→ **出題 1**: 本文で宍倉さんは、ブラウザでのフォントをどの書体にして見ていると述べていますか。

――ウェブを利用する上で、使いにくさを感じるのはどんなところでしょうか?
宍倉:視力が弱いのに加えて視野がかなり狭いので、画面に近づかないと文字が読めなかったりします。ホームページの画面の色と文字の色によって、かなり見づらかったりします。
――そういった見づらさでは、どのような設定や工夫をしているのでしょうか?
宍倉:文字の線が細いと見えにくいので、ブラウザでのフォントはゴシック体にして見ています。
大変なのは、インターネットで申し込むときの送信フォームで、メールアドレスを入力するところに「確認のためもう一度同じものを入力してください」が出たときでした。でも、メールアドレスを辞書登録してからは、そこまで大変ではなくなりました。
――この際ですから、パソコンやソフトのメーカーに、こうなるともっと使いやすいのになぁという希望がありましたらお聞かせください。
宍倉:単語とかを読み上げてくれると良いですね。先ほども言いましたが、ワープロを始めてから漢字を覚えましたので、ときどき読めない漢字があるのです。
――ウェブがこうなると、もっと利用しやすくなるのに…という要望もどうぞ。
宍倉:文字と背景の色が同系色じゃないほうが見やすいです。たとえば、背景が白くて文字が青系の文字だと、見づらくて読むのが疲れます。
「インターネットオプション」で、フォントをゴシック体にしているはずなんですが、明朝体で表示されるページがあります。「文字のサイズ」を「最大」にしても、文字が大きくなってくれないページがあります。
――それは、ホームページの作り手が書体や文字の大きさを指定しているからです。そうですね。では、今回のインタビューのお土産に、宍倉さんのブラウザの「インターネットオプション」の「ユーザー補助」で、「Webページで指定されたフォントスタイルを使用しない」と「Webページで指定されたフォントサイズを使用しない」にチェックを入れ、どのページもゴシック体で大きく見えるよう設定しますね。

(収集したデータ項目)
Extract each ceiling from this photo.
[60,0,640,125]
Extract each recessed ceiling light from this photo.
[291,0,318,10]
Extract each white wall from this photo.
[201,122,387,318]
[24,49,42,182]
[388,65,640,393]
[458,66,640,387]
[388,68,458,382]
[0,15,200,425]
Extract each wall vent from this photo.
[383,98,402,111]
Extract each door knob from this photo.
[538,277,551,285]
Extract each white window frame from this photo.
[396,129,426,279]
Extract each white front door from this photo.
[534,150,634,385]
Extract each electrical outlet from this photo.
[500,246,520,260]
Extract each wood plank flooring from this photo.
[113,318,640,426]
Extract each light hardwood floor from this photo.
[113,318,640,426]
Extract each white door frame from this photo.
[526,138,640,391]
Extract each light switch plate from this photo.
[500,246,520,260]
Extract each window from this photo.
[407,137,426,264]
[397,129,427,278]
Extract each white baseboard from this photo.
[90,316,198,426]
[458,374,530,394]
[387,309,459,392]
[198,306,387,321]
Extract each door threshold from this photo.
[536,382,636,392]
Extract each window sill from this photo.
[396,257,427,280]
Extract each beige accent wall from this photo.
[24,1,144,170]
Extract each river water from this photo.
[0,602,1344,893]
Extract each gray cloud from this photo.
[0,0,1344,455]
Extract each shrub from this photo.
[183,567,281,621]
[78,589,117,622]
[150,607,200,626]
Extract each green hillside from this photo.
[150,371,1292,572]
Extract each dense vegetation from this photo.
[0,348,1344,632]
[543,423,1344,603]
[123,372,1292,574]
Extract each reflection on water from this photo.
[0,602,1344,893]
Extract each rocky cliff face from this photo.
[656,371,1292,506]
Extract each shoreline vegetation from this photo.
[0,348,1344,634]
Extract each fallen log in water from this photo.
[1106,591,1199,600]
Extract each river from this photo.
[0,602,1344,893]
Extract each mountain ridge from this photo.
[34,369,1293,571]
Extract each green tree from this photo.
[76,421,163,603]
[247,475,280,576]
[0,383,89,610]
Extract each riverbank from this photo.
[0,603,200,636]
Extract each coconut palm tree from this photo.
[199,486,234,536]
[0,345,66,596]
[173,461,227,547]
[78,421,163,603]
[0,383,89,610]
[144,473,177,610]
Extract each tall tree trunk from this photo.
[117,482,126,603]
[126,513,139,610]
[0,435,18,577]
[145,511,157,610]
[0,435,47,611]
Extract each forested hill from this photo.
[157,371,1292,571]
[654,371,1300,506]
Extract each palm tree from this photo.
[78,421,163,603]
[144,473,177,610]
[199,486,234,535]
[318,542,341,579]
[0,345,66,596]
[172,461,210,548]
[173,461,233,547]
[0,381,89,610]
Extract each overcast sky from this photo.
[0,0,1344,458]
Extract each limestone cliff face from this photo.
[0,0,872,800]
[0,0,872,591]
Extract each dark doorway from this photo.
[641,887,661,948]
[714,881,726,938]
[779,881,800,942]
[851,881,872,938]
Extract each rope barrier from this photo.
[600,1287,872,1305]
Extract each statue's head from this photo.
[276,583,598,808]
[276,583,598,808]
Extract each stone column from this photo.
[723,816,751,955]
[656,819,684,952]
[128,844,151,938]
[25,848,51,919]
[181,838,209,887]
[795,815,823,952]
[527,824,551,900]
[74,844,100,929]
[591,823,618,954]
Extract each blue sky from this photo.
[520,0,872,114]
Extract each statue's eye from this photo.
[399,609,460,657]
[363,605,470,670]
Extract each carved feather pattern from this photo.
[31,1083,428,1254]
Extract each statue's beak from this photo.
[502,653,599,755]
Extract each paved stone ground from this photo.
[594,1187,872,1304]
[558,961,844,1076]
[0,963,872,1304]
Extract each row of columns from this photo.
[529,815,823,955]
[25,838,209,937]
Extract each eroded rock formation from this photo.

→ **出題 2**: 一覧のうち、「Extract each green tree from this photo.」を含む行から始まり一覧の末尾で終わる部分を、「stone column」を「stone pillar」に置き換えて書き直してください。ほかはすべてそのままにし、この部分だけを示してください。

→ **解答 1**: ゴシック体です。

→ **解答 2**:
Extract each green tree from this photo.
[76,421,163,603]
[247,475,280,576]
[0,383,89,610]
Extract each riverbank from this photo.
[0,603,200,636]
Extract each coconut palm tree from this photo.
[199,486,234,536]
[0,345,66,596]
[173,461,227,547]
[78,421,163,603]
[0,383,89,610]
[144,473,177,610]
Extract each tall tree trunk from this photo.
[117,482,126,603]
[126,513,139,610]
[0,435,18,577]
[145,511,157,610]
[0,435,47,611]
Extract each forested hill from this photo.
[157,371,1292,571]
[654,371,1300,506]
Extract each palm tree from this photo.
[78,421,163,603]
[144,473,177,610]
[199,486,234,535]
[318,542,341,579]
[0,345,66,596]
[172,461,210,548]
[173,461,233,547]
[0,381,89,610]
Extract each overcast sky from this photo.
[0,0,1344,458]
Extract each limestone cliff face from this photo.
[0,0,872,800]
[0,0,872,591]
Extract each dark doorway from this photo.
[641,887,661,948]
[714,881,726,938]
[779,881,800,942]
[851,881,872,938]
Extract each rope barrier from this photo.
[600,1287,872,1305]
Extract each statue's head from this photo.
[276,583,598,808]
[276,583,598,808]
Extract each stone pillar from this photo.
[723,816,751,955]
[656,819,684,952]
[128,844,151,938]
[25,848,51,919]
[181,838,209,887]
[795,815,823,952]
[527,824,551,900]
[74,844,100,929]
[591,823,618,954]
Extract each blue sky from this photo.
[520,0,872,114]
Extract each statue's eye from this photo.
[399,609,460,657]
[363,605,470,670]
Extract each carved feather pattern from this photo.
[31,1083,428,1254]
Extract each statue's beak from this photo.
[502,653,599,755]
Extract each paved stone ground from this photo.
[594,1187,872,1304]
[558,961,844,1076]
[0,963,872,1304]
Extract each row of columns from this photo.
[529,815,823,955]
[25,838,209,937]
Extract each eroded rock formation from this photo.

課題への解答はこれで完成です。